Problem to solve
Search the data for the word "front" and copy every line where it occurs.

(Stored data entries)
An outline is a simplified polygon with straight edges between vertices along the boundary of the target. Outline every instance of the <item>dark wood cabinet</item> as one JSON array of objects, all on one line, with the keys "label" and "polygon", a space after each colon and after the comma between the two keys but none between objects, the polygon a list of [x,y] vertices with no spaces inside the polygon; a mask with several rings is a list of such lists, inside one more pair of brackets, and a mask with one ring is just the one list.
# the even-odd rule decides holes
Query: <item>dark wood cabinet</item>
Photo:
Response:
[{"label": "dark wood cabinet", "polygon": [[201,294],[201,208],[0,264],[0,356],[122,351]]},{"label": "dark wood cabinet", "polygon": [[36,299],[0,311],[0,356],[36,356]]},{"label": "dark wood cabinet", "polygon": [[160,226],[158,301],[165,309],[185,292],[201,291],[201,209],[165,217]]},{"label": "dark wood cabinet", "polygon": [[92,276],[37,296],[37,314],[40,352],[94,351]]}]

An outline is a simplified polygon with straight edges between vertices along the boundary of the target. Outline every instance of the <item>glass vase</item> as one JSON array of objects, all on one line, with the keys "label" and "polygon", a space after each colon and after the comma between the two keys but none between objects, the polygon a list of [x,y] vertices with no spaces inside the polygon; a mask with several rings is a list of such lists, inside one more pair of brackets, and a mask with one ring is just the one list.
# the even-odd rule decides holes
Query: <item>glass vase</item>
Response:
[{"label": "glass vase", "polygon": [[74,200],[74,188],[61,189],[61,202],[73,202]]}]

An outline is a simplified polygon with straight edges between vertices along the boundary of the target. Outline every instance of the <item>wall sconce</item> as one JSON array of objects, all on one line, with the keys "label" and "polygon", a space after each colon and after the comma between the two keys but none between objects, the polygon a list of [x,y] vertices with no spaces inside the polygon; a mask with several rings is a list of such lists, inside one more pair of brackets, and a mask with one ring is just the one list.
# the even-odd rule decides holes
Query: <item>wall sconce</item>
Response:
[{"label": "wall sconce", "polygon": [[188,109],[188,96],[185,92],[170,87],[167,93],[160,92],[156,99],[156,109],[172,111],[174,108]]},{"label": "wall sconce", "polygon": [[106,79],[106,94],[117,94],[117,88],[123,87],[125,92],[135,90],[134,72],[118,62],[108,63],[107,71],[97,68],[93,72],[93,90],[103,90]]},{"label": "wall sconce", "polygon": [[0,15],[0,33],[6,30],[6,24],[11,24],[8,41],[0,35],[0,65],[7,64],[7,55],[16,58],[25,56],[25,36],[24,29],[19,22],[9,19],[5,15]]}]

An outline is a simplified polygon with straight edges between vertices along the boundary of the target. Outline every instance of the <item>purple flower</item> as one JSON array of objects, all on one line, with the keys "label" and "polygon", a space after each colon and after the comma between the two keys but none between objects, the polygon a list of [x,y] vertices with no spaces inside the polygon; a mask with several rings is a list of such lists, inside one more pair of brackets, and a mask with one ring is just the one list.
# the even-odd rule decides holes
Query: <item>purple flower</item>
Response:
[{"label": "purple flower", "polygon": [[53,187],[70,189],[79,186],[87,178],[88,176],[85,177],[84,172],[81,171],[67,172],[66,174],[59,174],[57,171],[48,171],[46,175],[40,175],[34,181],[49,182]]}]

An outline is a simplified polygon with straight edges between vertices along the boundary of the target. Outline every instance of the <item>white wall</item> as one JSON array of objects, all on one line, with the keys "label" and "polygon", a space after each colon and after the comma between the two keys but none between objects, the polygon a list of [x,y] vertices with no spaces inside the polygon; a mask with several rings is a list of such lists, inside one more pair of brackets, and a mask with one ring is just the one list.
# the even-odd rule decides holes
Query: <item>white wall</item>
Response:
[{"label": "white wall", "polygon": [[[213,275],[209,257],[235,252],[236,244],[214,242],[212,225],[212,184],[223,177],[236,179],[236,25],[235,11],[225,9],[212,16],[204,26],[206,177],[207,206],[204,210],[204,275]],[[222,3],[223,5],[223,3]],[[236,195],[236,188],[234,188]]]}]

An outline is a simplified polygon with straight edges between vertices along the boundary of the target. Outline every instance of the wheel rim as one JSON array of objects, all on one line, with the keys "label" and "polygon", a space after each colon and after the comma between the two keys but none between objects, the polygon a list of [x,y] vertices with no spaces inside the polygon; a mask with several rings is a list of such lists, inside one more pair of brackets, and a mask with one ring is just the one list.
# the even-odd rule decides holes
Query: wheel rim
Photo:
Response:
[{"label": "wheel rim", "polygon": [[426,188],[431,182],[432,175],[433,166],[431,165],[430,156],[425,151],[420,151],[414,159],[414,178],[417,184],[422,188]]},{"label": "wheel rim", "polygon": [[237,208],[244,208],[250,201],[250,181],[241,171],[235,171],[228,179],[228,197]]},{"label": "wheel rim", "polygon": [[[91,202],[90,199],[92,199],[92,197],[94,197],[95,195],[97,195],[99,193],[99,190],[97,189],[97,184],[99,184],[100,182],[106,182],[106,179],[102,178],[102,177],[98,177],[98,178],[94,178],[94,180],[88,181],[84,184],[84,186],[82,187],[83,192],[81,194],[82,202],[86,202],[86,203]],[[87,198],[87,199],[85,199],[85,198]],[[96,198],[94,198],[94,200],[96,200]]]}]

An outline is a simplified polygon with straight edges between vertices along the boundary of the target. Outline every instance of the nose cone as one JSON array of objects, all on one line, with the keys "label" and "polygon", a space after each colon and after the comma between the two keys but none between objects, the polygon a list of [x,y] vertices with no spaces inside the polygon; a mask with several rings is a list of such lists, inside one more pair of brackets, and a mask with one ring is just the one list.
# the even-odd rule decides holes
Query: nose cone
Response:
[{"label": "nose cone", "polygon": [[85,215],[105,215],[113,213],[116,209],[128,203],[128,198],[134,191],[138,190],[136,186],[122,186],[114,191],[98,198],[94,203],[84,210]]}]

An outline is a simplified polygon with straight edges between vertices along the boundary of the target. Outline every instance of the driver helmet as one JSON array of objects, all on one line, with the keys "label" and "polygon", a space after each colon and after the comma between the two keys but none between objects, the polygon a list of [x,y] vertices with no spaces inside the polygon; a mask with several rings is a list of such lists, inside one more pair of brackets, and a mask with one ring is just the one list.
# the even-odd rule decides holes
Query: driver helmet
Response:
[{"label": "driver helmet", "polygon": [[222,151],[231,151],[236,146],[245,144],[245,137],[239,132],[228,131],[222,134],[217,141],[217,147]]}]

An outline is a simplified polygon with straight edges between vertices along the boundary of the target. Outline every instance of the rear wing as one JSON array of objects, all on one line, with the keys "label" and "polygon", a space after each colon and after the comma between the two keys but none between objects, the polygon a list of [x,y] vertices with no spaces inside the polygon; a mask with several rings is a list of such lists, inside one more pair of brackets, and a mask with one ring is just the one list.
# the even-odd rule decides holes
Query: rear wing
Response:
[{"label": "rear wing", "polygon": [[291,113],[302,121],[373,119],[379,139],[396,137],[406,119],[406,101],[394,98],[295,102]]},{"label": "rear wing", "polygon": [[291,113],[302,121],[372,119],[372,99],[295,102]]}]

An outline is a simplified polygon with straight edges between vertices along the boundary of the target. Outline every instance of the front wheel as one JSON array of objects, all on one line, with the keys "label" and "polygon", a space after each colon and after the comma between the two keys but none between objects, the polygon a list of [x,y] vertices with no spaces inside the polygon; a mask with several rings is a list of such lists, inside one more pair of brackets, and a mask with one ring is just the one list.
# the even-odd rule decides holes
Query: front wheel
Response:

Result
An outline is a simplified polygon with straight edges between vertices along the boundary of the target. Outline every instance of the front wheel as one JSON array of objects, all on one line, with the keys "label" and "polygon", a space after each colon and after the comma between the two keys but none between objects, the polygon a list of [x,y] vertices with no spaces inside the polygon; a mask with several rings is a list of such lists, inside one more pair of brackets, and a mask with one ring is just the one list.
Query: front wheel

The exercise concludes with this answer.